** USING THE INFORMATION **
**a)** In the essay on Derek Walcott below, what did Walcott work as in the United States?
**b)** Summarize the essay on Derek Walcott below in two sentences.
**c)** Carry on the essay on Derek Walcott below from the point where it stops.

Derek Walcott 1930 – 2017

Nobel laureate

Derek Walcott

Derek Walcott

Kole Omotoso

The innings have closed for one of the greatest most revolutionary playwrights in modern English and all everybody praises are his poems. Great as these are, his plays, some forty or so are greater than his poems. The matter of making theatre out of Caribbean life bothered him all his life. It was a continuous argument between him and his fellow Caribbean writers and cultural activists. He moved his native St. Lucia to Trinidad and Tobago where he set up the Trinidad Theatre Workshop in Port of Spain. Here over a period of twenty years he wrote and produced plays that spoke  to revolutions and how to put them on stage. Out of that experience of playmaking came the following statement/conclusion/manifesto:

“The idea of a theatre and the possibilities of their cities bored them, because they had accepted failure as logic. Duty had delineated itself to him – to transform the theatrical into theatre, to qualify the subtlety between a gift and a curse, but this was a society fed on an hysterical hallucination, that believed only the elaborate frenzy now controlled by the State. But Carnival was as meaningless as the art of the actor confined to mimicry.”

It is possible to say that great as Walcott’s poetry  is, that poetry is a handmaiden for his plays. Unfortunately, academics and doctoral thesis writers, even when they advertise ‘playwright’ as part of their thesis claim that they would rather deal with his poetry. Perhaps the remote nature of Trinidad from his final field of achievement, including the Nobel Prize for Literature, made his  plays inaccessible. In the United States, where he moved to after leaving Trinidad and Tobago, he worked as a teacher, not as a playwright. It is also possible to say that Derek Walcott left Trinidad out of disillusionment if one reads his bitterness in his “What the Twilight says: An Overture.”

** INFORMATION **

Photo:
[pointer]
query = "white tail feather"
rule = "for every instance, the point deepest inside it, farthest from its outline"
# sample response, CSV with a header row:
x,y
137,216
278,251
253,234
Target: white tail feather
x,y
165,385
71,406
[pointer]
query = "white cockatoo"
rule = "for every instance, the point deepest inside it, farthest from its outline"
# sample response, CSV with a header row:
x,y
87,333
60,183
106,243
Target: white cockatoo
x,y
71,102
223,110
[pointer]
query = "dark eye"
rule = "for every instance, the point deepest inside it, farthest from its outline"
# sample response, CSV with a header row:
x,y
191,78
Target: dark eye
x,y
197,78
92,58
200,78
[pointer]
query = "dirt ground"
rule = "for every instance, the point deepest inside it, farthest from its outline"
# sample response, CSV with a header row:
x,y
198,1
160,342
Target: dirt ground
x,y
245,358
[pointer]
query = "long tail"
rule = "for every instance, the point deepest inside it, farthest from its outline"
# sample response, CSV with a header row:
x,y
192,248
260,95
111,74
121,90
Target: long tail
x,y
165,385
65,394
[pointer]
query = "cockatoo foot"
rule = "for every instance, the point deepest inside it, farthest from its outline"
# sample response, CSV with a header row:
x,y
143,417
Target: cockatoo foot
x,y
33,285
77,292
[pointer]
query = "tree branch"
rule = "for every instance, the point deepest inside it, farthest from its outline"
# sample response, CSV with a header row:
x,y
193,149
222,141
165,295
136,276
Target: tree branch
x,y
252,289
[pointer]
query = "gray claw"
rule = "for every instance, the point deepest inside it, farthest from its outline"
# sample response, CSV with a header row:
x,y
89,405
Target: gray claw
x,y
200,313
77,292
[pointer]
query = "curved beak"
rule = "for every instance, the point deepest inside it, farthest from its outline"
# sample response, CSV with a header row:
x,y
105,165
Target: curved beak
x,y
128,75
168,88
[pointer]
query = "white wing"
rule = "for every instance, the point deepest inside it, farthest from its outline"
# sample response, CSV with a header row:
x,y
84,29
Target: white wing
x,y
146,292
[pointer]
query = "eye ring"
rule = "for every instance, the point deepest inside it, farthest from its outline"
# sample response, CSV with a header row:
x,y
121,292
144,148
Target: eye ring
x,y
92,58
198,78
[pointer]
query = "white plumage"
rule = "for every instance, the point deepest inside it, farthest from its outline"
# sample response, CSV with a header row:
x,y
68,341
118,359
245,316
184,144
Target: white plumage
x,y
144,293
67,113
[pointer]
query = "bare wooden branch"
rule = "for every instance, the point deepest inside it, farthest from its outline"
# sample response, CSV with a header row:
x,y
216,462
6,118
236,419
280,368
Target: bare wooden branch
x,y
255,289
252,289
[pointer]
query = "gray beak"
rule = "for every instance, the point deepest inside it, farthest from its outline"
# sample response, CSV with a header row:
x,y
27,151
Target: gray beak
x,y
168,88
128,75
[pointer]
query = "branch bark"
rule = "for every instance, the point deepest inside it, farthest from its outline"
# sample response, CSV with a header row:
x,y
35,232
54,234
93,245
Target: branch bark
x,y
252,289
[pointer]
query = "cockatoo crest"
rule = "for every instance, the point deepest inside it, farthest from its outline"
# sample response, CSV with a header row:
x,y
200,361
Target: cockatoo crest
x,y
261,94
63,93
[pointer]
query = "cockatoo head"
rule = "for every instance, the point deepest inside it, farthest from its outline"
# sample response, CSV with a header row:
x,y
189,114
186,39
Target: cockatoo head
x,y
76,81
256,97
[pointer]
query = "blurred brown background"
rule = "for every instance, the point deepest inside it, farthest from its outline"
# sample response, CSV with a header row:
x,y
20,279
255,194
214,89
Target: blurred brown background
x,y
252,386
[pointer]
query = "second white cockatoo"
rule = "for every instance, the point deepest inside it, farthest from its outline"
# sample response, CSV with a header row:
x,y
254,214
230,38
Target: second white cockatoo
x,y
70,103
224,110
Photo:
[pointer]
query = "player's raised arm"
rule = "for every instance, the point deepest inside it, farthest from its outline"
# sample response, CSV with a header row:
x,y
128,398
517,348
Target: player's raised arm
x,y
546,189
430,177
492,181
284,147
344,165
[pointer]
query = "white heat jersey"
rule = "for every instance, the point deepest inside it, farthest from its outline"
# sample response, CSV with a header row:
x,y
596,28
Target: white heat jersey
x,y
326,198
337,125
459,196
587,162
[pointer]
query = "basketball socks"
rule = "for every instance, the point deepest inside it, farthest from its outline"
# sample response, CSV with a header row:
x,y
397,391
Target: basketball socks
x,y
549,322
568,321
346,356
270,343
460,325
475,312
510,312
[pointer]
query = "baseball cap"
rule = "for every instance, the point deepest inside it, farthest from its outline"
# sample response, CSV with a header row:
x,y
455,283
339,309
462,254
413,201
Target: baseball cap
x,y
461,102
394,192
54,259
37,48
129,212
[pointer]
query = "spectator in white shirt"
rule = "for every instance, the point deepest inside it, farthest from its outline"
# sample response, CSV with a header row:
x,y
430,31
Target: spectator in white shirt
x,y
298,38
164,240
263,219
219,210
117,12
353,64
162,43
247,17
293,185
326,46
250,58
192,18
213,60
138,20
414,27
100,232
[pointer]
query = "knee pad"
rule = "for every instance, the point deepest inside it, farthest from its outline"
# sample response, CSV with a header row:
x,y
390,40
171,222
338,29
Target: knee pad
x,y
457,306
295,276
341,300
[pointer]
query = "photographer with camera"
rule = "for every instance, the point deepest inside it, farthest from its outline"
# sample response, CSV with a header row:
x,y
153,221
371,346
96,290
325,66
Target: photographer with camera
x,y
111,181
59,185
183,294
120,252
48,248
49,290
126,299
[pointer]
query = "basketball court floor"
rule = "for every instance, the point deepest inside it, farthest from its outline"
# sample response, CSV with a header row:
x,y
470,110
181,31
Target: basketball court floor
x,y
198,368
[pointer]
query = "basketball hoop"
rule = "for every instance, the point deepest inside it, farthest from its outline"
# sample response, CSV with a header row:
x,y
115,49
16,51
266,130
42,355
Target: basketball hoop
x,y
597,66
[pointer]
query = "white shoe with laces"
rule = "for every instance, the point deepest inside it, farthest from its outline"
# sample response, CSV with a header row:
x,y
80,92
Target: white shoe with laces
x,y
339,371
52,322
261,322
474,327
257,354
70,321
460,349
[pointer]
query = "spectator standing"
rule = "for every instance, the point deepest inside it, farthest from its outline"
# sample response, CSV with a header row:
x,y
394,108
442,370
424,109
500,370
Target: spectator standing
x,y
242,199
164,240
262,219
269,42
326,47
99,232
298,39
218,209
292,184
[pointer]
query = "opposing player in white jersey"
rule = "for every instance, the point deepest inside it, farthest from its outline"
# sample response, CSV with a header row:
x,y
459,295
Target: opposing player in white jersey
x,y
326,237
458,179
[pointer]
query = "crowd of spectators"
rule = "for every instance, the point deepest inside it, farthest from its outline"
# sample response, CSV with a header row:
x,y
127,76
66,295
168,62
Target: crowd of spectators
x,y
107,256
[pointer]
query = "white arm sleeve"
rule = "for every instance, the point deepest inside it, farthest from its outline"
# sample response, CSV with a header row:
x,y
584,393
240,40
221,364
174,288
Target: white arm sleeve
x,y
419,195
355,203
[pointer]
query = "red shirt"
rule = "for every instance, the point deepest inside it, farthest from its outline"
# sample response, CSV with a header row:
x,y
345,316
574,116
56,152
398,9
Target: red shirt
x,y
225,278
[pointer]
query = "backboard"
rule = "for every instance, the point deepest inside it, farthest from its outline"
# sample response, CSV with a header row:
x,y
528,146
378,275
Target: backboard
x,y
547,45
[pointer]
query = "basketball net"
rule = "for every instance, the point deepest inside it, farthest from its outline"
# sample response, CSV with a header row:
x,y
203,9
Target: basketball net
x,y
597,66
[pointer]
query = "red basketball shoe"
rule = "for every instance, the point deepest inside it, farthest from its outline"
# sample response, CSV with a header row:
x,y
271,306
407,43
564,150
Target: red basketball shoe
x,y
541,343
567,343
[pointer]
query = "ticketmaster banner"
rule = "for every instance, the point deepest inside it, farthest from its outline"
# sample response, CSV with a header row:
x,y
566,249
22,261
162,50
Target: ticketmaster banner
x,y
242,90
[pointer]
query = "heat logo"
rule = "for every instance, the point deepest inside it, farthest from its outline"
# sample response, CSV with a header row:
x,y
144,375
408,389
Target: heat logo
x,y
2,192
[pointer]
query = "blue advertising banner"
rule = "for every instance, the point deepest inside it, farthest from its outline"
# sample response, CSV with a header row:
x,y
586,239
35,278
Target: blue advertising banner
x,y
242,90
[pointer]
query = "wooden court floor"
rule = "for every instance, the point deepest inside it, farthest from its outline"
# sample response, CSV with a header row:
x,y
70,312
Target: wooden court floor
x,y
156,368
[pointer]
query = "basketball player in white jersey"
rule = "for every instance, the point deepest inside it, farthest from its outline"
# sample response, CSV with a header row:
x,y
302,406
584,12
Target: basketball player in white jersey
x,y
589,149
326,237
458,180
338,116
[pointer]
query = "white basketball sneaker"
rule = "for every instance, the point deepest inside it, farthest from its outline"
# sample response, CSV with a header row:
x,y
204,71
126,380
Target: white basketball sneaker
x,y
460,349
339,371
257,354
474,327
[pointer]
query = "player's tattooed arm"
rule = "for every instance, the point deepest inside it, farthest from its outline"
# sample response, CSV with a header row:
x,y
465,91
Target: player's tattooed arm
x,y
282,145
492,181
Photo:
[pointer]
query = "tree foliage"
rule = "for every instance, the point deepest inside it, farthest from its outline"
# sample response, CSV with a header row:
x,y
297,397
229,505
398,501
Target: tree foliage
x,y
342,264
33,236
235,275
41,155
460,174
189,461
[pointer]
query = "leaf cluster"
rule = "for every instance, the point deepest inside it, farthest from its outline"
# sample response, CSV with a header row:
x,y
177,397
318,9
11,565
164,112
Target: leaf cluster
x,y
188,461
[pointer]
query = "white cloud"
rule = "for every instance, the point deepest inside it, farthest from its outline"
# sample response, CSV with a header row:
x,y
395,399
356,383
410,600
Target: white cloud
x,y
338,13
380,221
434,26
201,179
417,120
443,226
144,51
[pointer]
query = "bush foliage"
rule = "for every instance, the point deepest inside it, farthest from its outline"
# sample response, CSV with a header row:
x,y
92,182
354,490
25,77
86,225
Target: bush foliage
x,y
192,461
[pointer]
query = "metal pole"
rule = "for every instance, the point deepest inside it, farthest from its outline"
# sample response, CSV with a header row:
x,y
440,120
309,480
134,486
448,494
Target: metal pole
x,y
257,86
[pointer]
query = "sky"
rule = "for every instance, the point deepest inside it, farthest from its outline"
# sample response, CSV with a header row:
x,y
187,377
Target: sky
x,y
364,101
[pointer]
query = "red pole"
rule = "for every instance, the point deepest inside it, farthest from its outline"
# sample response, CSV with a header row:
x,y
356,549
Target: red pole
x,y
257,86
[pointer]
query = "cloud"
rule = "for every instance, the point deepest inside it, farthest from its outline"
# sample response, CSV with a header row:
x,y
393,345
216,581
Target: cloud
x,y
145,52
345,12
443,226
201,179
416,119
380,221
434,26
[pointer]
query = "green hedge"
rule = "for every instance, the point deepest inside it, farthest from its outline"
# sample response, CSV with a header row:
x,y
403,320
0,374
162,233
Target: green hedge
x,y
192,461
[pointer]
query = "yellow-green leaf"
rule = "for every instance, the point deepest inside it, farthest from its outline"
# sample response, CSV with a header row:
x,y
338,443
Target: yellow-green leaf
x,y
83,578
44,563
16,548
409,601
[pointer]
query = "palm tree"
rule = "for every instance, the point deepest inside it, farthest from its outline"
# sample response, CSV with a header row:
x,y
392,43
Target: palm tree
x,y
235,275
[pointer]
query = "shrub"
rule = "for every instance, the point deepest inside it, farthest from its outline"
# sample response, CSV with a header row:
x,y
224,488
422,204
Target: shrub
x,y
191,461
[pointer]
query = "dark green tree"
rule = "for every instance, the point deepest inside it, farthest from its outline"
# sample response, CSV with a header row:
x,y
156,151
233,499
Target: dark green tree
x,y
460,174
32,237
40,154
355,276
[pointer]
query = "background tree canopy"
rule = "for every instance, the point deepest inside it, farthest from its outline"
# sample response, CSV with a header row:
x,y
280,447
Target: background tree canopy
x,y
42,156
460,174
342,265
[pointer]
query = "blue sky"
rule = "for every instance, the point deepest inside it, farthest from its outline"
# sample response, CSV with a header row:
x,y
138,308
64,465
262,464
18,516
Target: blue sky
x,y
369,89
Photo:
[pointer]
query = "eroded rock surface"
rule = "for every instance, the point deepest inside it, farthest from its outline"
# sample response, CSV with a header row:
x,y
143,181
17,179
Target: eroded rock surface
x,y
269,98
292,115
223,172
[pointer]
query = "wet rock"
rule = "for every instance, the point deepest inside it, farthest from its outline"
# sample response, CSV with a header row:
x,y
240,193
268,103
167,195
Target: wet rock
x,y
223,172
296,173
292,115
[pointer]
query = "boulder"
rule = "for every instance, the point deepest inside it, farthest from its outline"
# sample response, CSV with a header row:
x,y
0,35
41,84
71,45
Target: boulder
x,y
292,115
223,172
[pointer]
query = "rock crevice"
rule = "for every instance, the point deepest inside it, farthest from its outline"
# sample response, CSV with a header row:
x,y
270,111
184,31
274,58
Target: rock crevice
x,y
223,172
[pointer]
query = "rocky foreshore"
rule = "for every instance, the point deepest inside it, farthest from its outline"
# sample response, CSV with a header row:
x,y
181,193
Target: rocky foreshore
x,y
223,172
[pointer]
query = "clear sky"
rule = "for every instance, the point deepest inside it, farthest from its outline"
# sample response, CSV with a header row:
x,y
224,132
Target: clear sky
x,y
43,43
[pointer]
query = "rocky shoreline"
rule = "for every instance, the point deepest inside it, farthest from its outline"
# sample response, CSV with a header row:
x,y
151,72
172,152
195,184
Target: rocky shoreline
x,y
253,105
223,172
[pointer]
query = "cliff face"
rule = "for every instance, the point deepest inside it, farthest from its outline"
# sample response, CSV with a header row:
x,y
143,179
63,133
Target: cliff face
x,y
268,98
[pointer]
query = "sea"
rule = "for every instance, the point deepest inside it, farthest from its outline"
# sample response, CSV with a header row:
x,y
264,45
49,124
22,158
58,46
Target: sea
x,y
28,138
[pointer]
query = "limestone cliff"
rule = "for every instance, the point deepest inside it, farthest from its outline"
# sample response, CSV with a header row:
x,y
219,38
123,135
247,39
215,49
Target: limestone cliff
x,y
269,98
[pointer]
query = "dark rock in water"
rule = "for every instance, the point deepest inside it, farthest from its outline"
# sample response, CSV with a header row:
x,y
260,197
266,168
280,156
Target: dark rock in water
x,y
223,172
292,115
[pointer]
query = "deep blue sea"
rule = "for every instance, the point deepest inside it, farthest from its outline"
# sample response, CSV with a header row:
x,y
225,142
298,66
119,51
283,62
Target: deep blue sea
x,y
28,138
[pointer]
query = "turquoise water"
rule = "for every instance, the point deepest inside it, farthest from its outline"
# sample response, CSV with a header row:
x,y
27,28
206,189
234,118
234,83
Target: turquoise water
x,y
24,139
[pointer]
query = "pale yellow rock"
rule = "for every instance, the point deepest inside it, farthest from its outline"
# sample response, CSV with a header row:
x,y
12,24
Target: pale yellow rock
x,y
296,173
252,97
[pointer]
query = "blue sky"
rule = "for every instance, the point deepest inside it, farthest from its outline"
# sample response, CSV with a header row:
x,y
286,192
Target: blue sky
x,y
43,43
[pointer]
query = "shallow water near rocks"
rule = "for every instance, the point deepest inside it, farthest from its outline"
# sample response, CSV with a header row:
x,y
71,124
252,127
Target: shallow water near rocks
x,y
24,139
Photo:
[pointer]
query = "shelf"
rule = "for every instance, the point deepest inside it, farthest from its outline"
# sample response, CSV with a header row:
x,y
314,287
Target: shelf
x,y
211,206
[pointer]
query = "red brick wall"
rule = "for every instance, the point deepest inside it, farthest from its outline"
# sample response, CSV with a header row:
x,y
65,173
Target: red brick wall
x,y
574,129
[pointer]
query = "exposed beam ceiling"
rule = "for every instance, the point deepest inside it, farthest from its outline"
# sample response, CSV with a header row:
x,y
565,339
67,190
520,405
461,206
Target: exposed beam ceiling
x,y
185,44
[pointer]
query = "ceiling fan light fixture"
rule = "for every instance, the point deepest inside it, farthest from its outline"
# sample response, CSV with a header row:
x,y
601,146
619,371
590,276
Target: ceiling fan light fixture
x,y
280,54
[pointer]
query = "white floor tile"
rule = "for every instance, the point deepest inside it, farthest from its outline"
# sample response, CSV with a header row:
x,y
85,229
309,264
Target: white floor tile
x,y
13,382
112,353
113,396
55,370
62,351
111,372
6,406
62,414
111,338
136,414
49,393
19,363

** ANSWER SET **
**a)** He worked as a teacher, not as a playwright.

**b)** The essay argues that Walcott's roughly forty plays are greater than his much-praised poems, which it calls a handmaiden to his plays, and notes that he wrote and produced them over twenty years at the Trinidad Theatre Workshop he founded in Port of Spain. It suggests that academics still prefer his poetry, perhaps because Trinidad was remote from his later achievements, and that he may have left Trinidad for the United States out of disillusionment.

**c)**
The Trinidad Theatre Workshop was first known as the Basement Theatre Workshop from the place where they used to meet and rehearse or read plays. The Workshop was formed in 1959 and the first production/performance was done in 1966. In between those years the members of the workshop were involved in patient and vigorous training. The first performance was a double bill of THE ZOO STORY by Edward Albee and THE SEA AT DAUPHIN by Derek Walcott.

In 1973, the Workshop was made up of 29 members – 24 actors and actresses, three dancers, (male and female) and two drummers. Each member made a monthly contribution of two Trinidad and Tobago dollars to the coffers of the Workshop and members were paid for performances on a pro-rata basis. During the

Long period of Derek Walcott as director of the Trinidad Theatre Workshop, they received no state grant. In a situation where millions was being splurged on the Trinidad Carnival, it must have been really saddening not to get a cent for theatre.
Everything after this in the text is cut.